───── SOURCE TEXT

Instructional Technology and Digital Learning

Over the years, policymakers and researchers have suggested that modern technology may have the potential to transform education (Duffey and Fox 2012; Johnson et al. 2014; U.S. Department of Education 2016a). Recognizing the potential value of technology, the U.S. federal government has launched a series of initiatives in recent years urging school leaders and educators across the nation to adopt a 21st-century model of education that encompasses technology. In 2013, then-President Obama announced the ConnectED initiative, pledging to connect 99% of American students to next-generation broadband and high-speed wireless in their schools and libraries by 2018. The country has made significant progress in reaching this goal, with the percentage of school districts with high-speed broadband increasing from 30% in 2013 to 88% in 2016 (Education Superhighway 2017). Many states have also joined the federal efforts, taking an active role in building a technology-rich learning environment in their states (Education Superhighway 2017; Watson et al. 2014).

Technology integration in schools not only provides access to the Internet but also encompasses the use of technological tools and practices, including online courses, use of various devices and hardware in classrooms, computer-based assessment, and adaptive software for students with special needs. Collectively referred to as instructional technology, this wide range of tools and practices involves using and creating appropriate technological processes and resources to facilitate teaching, engage students, and improve learning outcomes (Alliance for Excellent Education 2011; Richey 2008).

Data and research about instructional technology are presented in two sections. The first section focuses on the availability or use of various technological devices in classrooms and other topics such as Internet access. The second section focuses on online learning, providing data about its prevalence and the different types of online learning available to students. Each section concludes with a review of the research on the effectiveness of the technology discussed and its impact on student learning outcomes.

Technology as a K–12 Instructional Tool

The use of instructional technology—computers, the Internet, mobile devices, interactive whiteboards, and other emerging technologies—in K−12 classrooms has been growing rapidly. However, national data available to address the quality and effectiveness of the technologies remain limited, and research has generally shown only modest positive effects of technology on learning (Snyder and Dillow 2013; U.S. Department of Education 2016a).

──────────

> _GIVEN INSTRUCTION 1_
List each line of the records that contains the word "tree", treating uppercase and lowercase as different.
The instructional technology passage and the records are separate material.

───── STORED RECORDS

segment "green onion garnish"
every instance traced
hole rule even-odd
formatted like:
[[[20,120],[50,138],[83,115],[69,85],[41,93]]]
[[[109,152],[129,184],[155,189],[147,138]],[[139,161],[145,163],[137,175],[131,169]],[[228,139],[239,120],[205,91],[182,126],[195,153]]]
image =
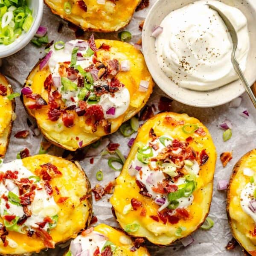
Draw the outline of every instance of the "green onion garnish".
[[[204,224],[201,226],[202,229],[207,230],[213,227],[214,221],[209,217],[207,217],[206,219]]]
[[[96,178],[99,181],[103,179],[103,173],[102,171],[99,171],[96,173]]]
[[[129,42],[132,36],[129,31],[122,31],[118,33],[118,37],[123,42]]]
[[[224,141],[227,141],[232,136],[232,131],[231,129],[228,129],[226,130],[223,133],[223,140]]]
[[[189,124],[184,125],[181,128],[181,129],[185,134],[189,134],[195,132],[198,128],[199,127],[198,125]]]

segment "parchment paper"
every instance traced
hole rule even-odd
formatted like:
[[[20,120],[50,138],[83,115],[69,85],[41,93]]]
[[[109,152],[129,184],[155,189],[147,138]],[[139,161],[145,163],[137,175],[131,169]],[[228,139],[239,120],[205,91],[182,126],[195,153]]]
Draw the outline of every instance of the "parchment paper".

──────────
───── STORED RECORDS

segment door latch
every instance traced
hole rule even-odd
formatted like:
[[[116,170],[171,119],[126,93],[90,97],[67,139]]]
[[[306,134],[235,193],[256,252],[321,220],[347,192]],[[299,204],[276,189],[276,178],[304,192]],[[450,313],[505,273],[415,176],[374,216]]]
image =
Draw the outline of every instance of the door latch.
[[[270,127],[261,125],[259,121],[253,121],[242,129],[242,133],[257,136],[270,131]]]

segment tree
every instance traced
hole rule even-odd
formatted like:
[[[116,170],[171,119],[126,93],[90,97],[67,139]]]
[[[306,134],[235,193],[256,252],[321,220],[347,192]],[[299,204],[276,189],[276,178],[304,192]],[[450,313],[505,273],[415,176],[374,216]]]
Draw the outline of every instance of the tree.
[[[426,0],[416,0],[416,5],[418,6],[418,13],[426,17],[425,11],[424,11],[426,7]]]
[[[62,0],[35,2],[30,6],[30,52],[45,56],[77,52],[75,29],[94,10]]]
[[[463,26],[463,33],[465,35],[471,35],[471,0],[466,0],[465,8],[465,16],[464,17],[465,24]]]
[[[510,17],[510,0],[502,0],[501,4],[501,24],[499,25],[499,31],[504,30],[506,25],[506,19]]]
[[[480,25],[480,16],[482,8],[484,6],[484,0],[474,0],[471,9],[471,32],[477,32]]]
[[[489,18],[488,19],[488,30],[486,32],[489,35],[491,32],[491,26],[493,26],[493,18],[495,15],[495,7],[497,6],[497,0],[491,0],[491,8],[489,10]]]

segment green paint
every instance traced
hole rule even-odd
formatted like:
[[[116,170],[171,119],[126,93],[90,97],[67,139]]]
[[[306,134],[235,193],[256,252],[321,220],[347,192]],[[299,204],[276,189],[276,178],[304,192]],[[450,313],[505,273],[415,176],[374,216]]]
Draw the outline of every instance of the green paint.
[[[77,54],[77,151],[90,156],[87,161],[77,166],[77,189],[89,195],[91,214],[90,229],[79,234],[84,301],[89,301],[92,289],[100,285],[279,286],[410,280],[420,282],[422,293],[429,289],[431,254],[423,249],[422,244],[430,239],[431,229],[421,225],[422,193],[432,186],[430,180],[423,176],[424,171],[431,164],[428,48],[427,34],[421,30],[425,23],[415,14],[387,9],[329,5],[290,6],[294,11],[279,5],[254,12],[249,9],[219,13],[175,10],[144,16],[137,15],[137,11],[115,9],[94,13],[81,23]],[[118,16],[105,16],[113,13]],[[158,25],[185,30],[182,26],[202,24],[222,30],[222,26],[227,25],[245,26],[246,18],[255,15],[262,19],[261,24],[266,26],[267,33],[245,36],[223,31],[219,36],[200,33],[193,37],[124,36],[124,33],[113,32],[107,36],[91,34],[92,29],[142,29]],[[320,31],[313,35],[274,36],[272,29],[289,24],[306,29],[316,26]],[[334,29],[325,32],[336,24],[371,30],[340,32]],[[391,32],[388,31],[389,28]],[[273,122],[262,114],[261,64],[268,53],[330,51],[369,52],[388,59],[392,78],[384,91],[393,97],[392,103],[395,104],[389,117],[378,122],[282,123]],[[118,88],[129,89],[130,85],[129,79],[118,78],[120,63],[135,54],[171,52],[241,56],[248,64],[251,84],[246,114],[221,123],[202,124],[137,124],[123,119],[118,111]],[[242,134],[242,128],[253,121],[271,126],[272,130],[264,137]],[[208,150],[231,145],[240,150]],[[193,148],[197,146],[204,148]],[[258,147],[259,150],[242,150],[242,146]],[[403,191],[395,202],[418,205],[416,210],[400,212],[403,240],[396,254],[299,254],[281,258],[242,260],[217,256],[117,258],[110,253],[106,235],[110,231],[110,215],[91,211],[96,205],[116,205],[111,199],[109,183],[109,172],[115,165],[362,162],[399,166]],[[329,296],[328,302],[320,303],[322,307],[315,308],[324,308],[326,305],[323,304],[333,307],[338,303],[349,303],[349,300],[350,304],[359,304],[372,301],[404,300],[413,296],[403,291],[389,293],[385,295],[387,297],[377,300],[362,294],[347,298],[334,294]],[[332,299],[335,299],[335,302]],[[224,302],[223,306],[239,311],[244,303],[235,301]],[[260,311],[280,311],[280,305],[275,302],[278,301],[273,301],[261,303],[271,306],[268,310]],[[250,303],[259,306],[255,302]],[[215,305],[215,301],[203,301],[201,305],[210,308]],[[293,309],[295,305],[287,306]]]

──────────

> _GIVEN INSTRUCTION 2_
Rewrite the instructional technology passage starting at "The use of instructional" and ending at "2013; U.S. Department of Education 2016a).", swapping "whiteboards" for "smart boards".

> _FULL RESPONSE 1_
segment tree
Draw the outline of every instance of the tree.

> _FULL RESPONSE 2_
The use of instructional technology—computers, the Internet, mobile devices, interactive smart boards, and other emerging technologies—in K−12 classrooms has been growing rapidly. However, national data available to address the quality and effectiveness of the technologies remain limited, and research has generally shown only modest positive effects of technology on learning (Snyder and Dillow 2013; U.S. Department of Education 2016a).